╔══

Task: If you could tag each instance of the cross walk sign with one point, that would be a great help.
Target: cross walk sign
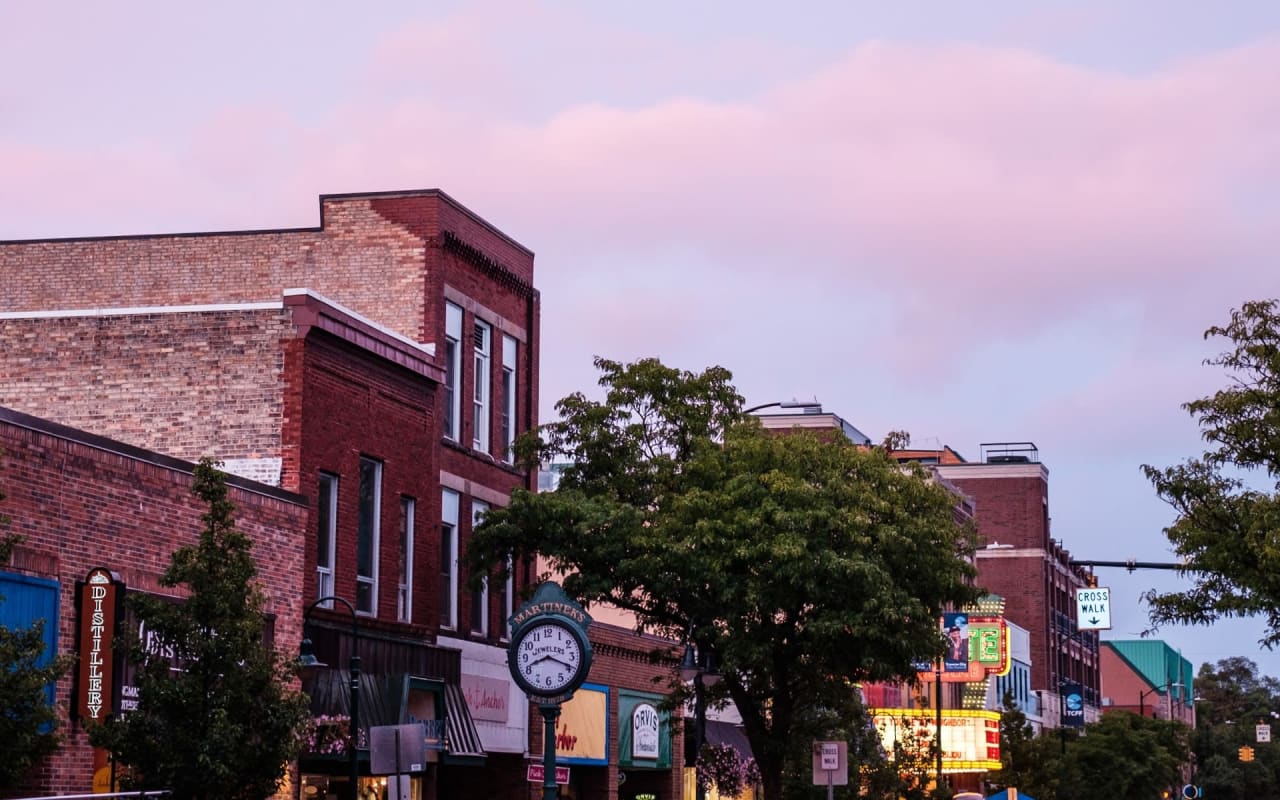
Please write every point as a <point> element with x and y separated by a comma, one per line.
<point>1092,608</point>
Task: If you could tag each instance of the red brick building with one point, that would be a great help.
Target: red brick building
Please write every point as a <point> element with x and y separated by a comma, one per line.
<point>1024,565</point>
<point>376,369</point>
<point>82,502</point>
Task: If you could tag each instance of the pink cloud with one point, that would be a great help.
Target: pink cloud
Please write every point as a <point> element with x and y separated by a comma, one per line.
<point>950,177</point>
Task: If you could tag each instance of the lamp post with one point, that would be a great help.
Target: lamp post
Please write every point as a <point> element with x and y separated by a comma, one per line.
<point>307,659</point>
<point>695,667</point>
<point>808,406</point>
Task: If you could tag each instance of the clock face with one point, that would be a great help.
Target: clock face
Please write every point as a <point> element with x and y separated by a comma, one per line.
<point>548,658</point>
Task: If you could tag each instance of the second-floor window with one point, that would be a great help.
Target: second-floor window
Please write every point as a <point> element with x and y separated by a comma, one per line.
<point>508,397</point>
<point>452,371</point>
<point>366,542</point>
<point>405,597</point>
<point>481,339</point>
<point>448,558</point>
<point>327,535</point>
<point>480,597</point>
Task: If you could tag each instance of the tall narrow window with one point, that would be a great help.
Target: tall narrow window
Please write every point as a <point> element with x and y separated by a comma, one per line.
<point>448,558</point>
<point>508,397</point>
<point>405,597</point>
<point>480,597</point>
<point>366,542</point>
<point>481,339</point>
<point>452,371</point>
<point>508,598</point>
<point>327,535</point>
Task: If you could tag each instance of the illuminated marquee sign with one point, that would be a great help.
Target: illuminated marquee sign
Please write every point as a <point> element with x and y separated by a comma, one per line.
<point>970,739</point>
<point>97,604</point>
<point>988,652</point>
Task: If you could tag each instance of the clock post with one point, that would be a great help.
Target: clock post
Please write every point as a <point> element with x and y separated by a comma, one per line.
<point>549,657</point>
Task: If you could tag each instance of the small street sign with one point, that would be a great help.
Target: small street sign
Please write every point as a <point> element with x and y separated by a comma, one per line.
<point>1093,608</point>
<point>830,763</point>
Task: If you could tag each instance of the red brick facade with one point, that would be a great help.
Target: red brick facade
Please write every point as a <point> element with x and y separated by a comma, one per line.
<point>1020,562</point>
<point>82,502</point>
<point>289,355</point>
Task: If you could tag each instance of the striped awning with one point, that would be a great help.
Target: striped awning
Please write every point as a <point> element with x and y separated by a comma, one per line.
<point>464,739</point>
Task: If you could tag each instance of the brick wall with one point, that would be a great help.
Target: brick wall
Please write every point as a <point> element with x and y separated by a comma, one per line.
<point>353,407</point>
<point>82,502</point>
<point>356,257</point>
<point>186,384</point>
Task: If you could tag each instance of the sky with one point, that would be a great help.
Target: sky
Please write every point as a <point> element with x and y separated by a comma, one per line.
<point>976,222</point>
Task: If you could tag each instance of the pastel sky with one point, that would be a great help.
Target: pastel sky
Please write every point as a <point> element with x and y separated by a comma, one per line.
<point>977,222</point>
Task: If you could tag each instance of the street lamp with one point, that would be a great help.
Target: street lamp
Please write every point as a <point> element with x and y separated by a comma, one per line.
<point>805,406</point>
<point>696,667</point>
<point>307,661</point>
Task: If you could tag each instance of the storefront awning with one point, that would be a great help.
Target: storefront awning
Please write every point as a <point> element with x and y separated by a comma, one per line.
<point>464,739</point>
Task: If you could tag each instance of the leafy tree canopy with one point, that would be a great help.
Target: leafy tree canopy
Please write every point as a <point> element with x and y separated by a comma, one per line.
<point>1228,526</point>
<point>1233,699</point>
<point>799,563</point>
<point>227,723</point>
<point>1120,755</point>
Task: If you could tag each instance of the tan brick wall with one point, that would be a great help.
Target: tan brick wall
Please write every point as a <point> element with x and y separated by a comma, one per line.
<point>183,384</point>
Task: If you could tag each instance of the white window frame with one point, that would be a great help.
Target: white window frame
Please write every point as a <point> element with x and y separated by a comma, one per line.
<point>508,397</point>
<point>452,423</point>
<point>483,389</point>
<point>325,572</point>
<point>369,580</point>
<point>449,501</point>
<point>508,599</point>
<point>479,597</point>
<point>405,597</point>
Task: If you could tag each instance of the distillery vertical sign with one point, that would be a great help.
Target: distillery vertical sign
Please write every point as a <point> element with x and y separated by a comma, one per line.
<point>97,604</point>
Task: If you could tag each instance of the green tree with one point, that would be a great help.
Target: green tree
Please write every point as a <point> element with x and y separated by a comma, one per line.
<point>798,563</point>
<point>227,723</point>
<point>1228,525</point>
<point>28,722</point>
<point>1129,757</point>
<point>1233,698</point>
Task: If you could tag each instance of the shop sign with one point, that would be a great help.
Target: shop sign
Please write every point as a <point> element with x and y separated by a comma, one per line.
<point>645,727</point>
<point>988,650</point>
<point>581,731</point>
<point>420,709</point>
<point>487,698</point>
<point>97,606</point>
<point>970,739</point>
<point>535,773</point>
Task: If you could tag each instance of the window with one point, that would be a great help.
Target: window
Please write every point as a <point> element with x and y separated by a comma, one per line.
<point>480,597</point>
<point>405,598</point>
<point>452,371</point>
<point>327,535</point>
<point>508,598</point>
<point>366,543</point>
<point>508,397</point>
<point>448,558</point>
<point>480,433</point>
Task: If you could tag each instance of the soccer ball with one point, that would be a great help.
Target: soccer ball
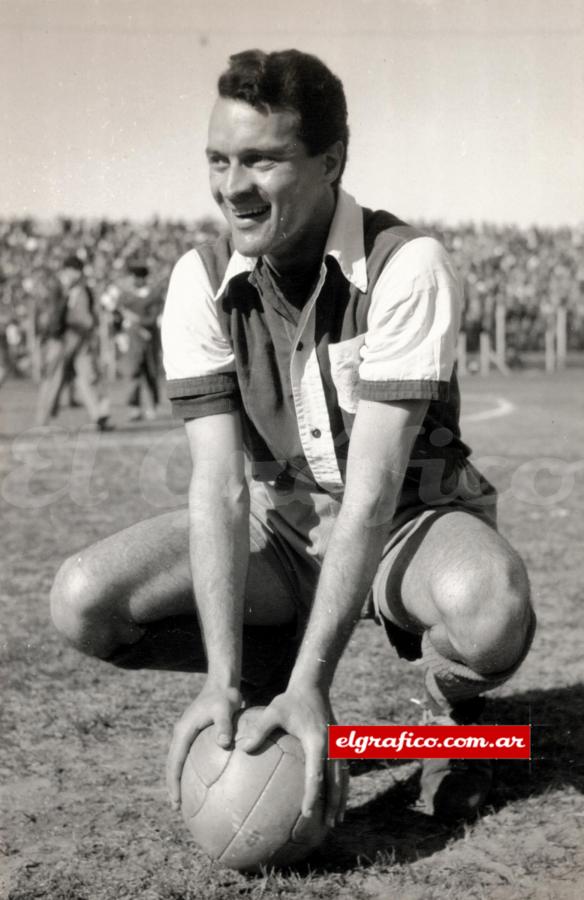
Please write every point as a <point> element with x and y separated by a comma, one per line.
<point>244,809</point>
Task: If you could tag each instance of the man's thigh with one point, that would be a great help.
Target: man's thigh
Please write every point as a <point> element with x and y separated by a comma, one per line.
<point>436,546</point>
<point>146,569</point>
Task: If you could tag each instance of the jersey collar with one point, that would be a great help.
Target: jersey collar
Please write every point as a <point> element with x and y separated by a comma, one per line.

╚══

(Task to complete):
Do not include pictures. Copy only the lines running from the line with "Task: If you could tag each instance of the shop" through the last line of the records, exactly as they appear.

(Full solution):
Task: If you could tag each instance of the shop sign with one point, that would be a great help.
Target: shop sign
Please write every point as a <point> element with x and y separated by a comma, one per line.
<point>645,727</point>
<point>988,650</point>
<point>581,731</point>
<point>420,709</point>
<point>487,698</point>
<point>97,606</point>
<point>970,739</point>
<point>535,773</point>
Task: If you could tag each instance of the window with one point, that would be a great help.
Target: window
Please write every point as a <point> element with x and y separated by a comma, one per line.
<point>480,597</point>
<point>405,598</point>
<point>452,371</point>
<point>327,535</point>
<point>508,598</point>
<point>366,543</point>
<point>508,397</point>
<point>448,558</point>
<point>480,433</point>
Task: If you could tag each instance of the soccer ball with one point, that would be a great help.
Target: soccer ball
Please write every point as a <point> element with x and y separated by a comma, one per line.
<point>244,809</point>
Task: If you could tag each instance of the man's thigh with one point, that would be a great help.
Target: man's thigh
Please write every point as a <point> element with x and y separated by a comma, one per line.
<point>436,546</point>
<point>146,569</point>
Task: If you could tag each instance of the jersey collar with one point, that would be a great help.
Target: jersey collar
Please write every point as a <point> element with x and y separated by a comma, one per line.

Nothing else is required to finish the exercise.